### I tuoi compiti
1. Nel testo su Caravaggio, chi individuò nel 2007 l'atto di battesimo del pittore?
2. Per favore, riporta fedelmente il passo del testo su Caravaggio che va da "E la cosa non" fino a "caravaggina, Lucia Aratori." compreso.
==== Sezione documento
Il Centro culturale Gli scritti (11/6/2010)
«Adi 30 fu bat[tezzato] Michel angelo f[ilio] de d[omino] Fermo Merixio et d[omina] Lutia de Oratoribus / compare Fran[cesco] Sessa». È l’atto di battesimo di Michelangelo Merisi, nato il 29 settembre, giorno di san Michele Arcangelo. La registrazione relativa all’anno 1571 si trova nel libro parrocchiale della chiesa milanese di Santo Stefano in Brolo che raccoglie gli atti dal 1565 al 1587.
Oggi questo registro è conservato nell’Archivio diocesano di Milano e qui queste poche righe vennero intercettate nel 2007 da Vittorio Pirami, un manager in pensione con la passione per l’archivistica. Quindi, per quanto Caravaggio si chiamasse e per quanto abbia rivendicato per tutta la vita questa sua origine, in realtà Caravaggio nacque a Milano.
E la cosa non è affatto strana: il padre Fermo era muratore, e secondo un’affermazione di uno dei primi biografi del pittore, fu «Mastro e architecto del marchese di Caravaggio». Non ci sono conferme, ma sappiamo che il marchese, che portava un nome impegnativo, Francesco Sforza, era stato presente alle nozze di Fermo con un’altra caravaggina, Lucia Aratori.
I marchesi “pendolarizzavano” tra Caravaggio e Milano, dove avevano un bel palazzo in San Giovanni in Conca (dove oggi c’è piazza Missori, a pochi passi dal Duomo): di quel palazzo resta solo lo stupendo portale, custodito nei musei del Castello Sforzesco a Milano. Fermo Merisi, dunque, con ogni probabilità in quello scorcio di anni lavorava al cantiere di quel palazzo e aveva preso casa a Milano con la sua famiglia (ebbe quattro figli prima di morire giovane nel 1577).
Era la Milano di san Carlo, e possiamo legittimamente immaginare Michelangelo ragazzino crescere con le catechesi in Duomo del Borromeo. Ma il personaggio-chiave in cui Caravaggio s’imbatte sin da questi primi anni è la moglie del marchese, Costanza Colonna: una donna dal cognome celebre, che seguirà passo passo, come una protettrice-ombra, l’avventurosa vita del pittore. A iniziare dal primo, decisivo, passaggio: la decisione di scendere a Roma, per un viaggio di sola andata.
Nella Roma di san Filippo Neri
«Doppo se ne passò a Roma», scrive Giulio Mancini, uno dei primi biografi del pittore. L’anno più probabile di questo viaggio è il 1592, in estate. Non esistono documenti diretti, ma è facile dedurlo dagli indizi che si incastrano con una relativa facilità. È certo che tra maggio 1592 e giugno 1593 a Roma c’era la marchesa Costanza. E che Caravaggio trovò nella “rete” di amicizie romane della nobildonna un appoggio.
========
==== Sezione dati
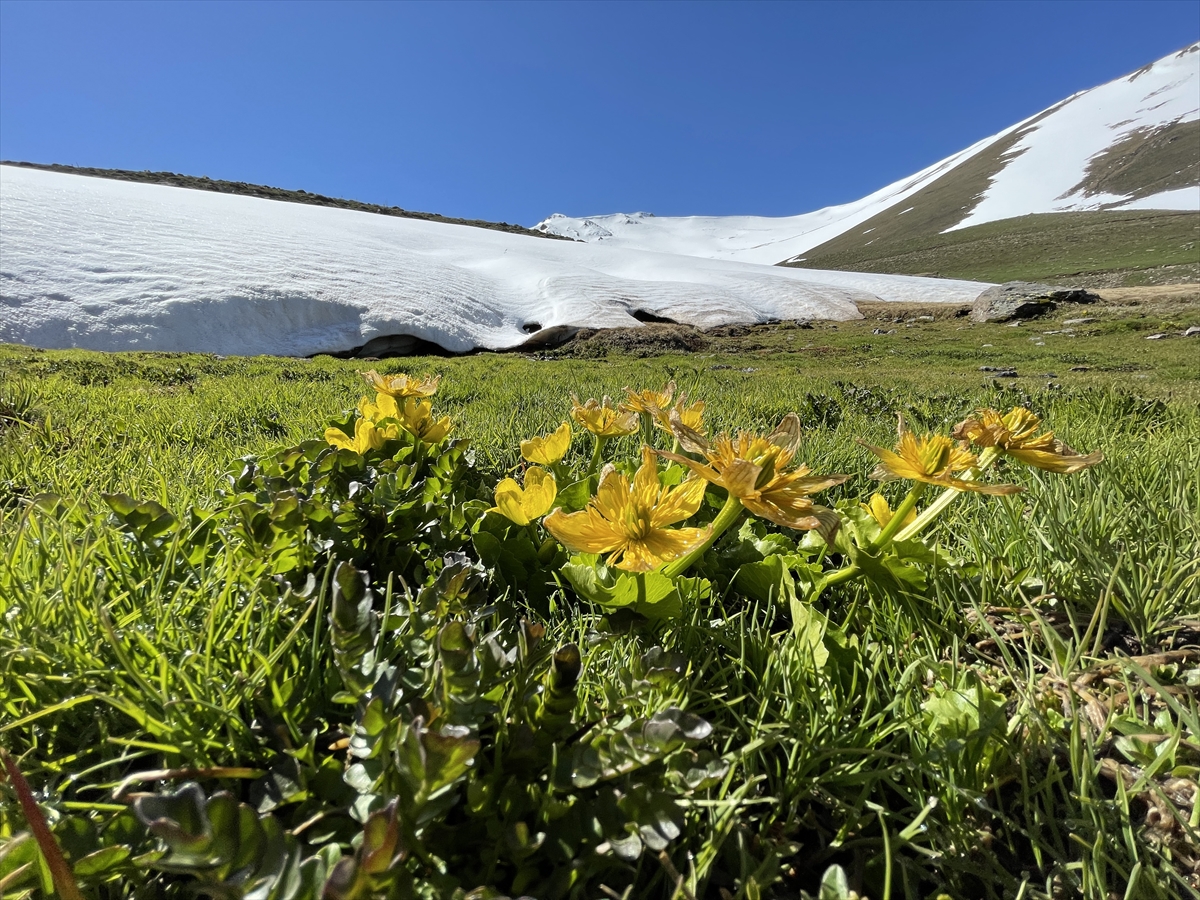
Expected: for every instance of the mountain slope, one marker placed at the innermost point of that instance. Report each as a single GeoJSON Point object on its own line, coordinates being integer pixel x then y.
========
### Risultati dei compiti
1. Vittorio Pirami, un manager in pensione con la passione per l'archivistica.

2.
E la cosa non è affatto strana: il padre Fermo era muratore, e secondo un’affermazione di uno dei primi biografi del pittore, fu «Mastro e architecto del marchese di Caravaggio». Non ci sono conferme, ma sappiamo che il marchese, che portava un nome impegnativo, Francesco Sforza, era stato presente alle nozze di Fermo con un’altra caravaggina, Lucia Aratori.